> _Stated goal_
Please edit the items from the first line through the line containing "[(377, 112), (202, 148)]", replacing "floor lamp" with "standing lamp" and leaving everything else unchanged.

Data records
** Start **

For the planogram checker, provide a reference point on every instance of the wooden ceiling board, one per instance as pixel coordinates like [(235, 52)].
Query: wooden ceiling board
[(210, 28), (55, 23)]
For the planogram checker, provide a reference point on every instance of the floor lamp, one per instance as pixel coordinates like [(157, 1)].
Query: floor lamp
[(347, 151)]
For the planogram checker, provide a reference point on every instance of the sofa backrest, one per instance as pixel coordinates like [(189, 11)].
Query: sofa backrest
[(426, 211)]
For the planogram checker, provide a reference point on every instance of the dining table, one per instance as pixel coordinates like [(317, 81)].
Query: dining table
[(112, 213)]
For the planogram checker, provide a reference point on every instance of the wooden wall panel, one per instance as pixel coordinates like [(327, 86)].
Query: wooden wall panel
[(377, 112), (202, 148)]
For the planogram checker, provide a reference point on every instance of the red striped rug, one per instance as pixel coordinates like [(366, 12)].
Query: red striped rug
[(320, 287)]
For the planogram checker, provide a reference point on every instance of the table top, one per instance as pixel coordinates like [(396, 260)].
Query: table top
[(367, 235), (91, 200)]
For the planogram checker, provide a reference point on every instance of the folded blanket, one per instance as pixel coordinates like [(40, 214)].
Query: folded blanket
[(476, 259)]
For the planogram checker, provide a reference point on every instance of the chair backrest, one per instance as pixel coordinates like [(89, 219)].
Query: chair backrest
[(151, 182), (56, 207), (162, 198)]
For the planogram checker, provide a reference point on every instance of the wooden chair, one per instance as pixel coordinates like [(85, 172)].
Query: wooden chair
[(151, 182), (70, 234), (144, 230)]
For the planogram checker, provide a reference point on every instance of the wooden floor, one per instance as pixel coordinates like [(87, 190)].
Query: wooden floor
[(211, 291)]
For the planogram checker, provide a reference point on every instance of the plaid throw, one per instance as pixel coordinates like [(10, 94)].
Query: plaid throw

** End **

> _Right answer_
For the planogram checker, provide a reference point on every instance of the wooden ceiling board, one per instance as pixel coordinates like [(235, 52)].
Query: wooden ceiling board
[(210, 28), (55, 23)]
For the planogram checker, provide a reference point on every instance of the standing lamp, one per instance as pixel coordinates like [(157, 1)].
Query: standing lamp
[(347, 151)]
For the planogram checker, provide a reference point on every instance of the sofa backrest, one per instance as pixel coordinates like [(189, 11)].
Query: sofa backrest
[(426, 211)]
For the planogram checker, provide a reference point on every instance of the dining table, one per instance as pixel coordinates like [(317, 81)].
Query: dining table
[(112, 213)]
For the planogram checker, provide a reference point on every instance of the wooden wall panel, one per instance as pixel coordinates like [(327, 86)].
Query: wooden wall panel
[(377, 112), (202, 148)]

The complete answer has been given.